• **SOURCE MATERIAL**
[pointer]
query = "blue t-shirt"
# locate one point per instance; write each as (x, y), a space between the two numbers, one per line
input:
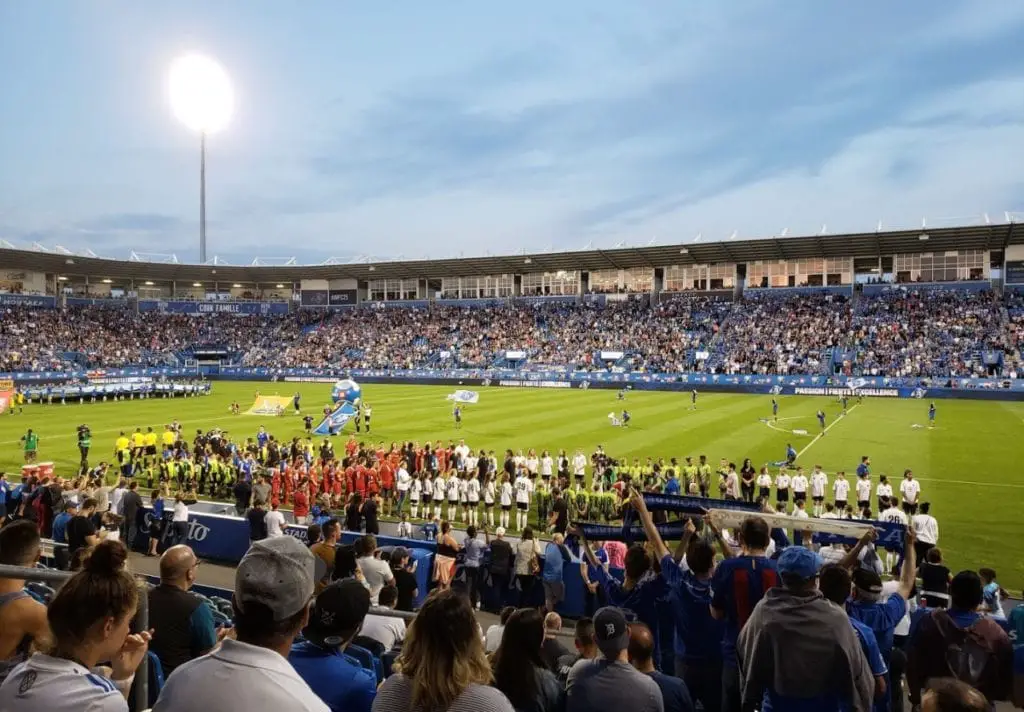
(641, 600)
(474, 552)
(553, 561)
(674, 693)
(736, 587)
(697, 635)
(881, 618)
(343, 685)
(60, 528)
(876, 663)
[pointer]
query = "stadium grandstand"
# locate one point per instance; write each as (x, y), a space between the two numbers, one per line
(345, 574)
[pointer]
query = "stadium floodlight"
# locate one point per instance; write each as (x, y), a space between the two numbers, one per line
(202, 99)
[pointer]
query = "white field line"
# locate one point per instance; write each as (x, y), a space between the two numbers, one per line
(828, 427)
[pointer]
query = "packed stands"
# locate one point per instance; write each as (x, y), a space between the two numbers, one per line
(900, 332)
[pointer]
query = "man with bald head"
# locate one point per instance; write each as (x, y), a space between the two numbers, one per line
(182, 624)
(641, 652)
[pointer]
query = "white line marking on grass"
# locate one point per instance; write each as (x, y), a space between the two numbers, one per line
(940, 480)
(828, 427)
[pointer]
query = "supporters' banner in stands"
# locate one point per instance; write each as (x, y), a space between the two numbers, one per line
(6, 392)
(111, 390)
(1015, 273)
(204, 307)
(670, 532)
(35, 301)
(313, 297)
(891, 536)
(693, 505)
(834, 386)
(342, 297)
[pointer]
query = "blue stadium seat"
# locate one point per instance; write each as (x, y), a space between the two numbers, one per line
(366, 660)
(388, 660)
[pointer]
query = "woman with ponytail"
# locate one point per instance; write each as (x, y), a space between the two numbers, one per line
(89, 618)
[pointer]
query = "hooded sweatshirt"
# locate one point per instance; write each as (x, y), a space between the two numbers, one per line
(799, 646)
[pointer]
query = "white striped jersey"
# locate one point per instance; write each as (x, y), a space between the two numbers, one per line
(55, 684)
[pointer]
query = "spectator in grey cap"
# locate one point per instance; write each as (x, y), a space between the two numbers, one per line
(799, 648)
(273, 586)
(609, 682)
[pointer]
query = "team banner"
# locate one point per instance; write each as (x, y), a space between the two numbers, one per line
(35, 301)
(260, 308)
(694, 505)
(591, 532)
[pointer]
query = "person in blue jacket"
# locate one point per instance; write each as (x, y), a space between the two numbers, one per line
(336, 678)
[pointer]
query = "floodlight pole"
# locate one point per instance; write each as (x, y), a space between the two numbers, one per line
(202, 198)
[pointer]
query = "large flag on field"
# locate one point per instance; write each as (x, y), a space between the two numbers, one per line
(336, 421)
(6, 393)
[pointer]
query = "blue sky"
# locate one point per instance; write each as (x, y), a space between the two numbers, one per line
(436, 129)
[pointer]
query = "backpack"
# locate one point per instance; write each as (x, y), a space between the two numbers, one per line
(972, 654)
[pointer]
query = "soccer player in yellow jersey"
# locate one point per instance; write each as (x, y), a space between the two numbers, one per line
(150, 442)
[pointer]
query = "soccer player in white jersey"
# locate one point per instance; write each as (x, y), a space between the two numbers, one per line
(506, 497)
(883, 492)
(523, 489)
(891, 513)
(453, 493)
(579, 465)
(842, 489)
(489, 490)
(764, 484)
(819, 480)
(415, 492)
(532, 463)
(547, 465)
(782, 491)
(863, 493)
(473, 491)
(440, 489)
(910, 491)
(800, 485)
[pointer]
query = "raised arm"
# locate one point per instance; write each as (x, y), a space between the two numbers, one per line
(850, 560)
(723, 545)
(909, 571)
(636, 499)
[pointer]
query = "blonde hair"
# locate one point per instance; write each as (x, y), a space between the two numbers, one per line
(443, 655)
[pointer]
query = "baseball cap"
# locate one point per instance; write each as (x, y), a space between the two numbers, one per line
(867, 581)
(339, 610)
(799, 560)
(276, 573)
(610, 631)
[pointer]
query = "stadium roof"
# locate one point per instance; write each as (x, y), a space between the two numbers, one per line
(979, 237)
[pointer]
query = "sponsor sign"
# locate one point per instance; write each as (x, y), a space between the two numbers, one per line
(206, 307)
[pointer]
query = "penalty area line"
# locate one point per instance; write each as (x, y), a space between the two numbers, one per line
(828, 427)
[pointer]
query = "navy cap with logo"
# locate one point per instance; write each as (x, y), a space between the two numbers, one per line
(799, 560)
(338, 613)
(611, 631)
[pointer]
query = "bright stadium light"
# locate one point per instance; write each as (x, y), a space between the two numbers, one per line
(202, 99)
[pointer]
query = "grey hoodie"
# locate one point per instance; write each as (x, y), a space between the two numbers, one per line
(801, 645)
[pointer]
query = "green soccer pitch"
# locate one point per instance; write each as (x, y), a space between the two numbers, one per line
(966, 464)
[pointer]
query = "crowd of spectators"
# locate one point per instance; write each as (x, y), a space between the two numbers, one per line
(758, 627)
(927, 333)
(899, 332)
(782, 334)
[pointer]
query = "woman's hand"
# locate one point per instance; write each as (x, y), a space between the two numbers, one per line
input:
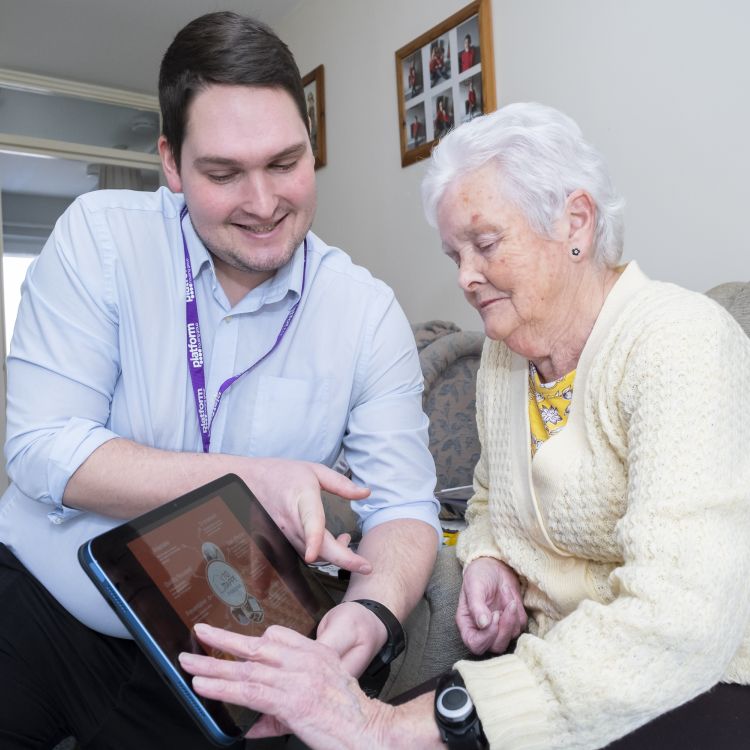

• **AIM**
Which lines above contain the word "banner"? Pick out each one and copy it.

• **ANSWER FOR THIS EXERCISE**
query = "supporters' banner in stands"
query = "team banner"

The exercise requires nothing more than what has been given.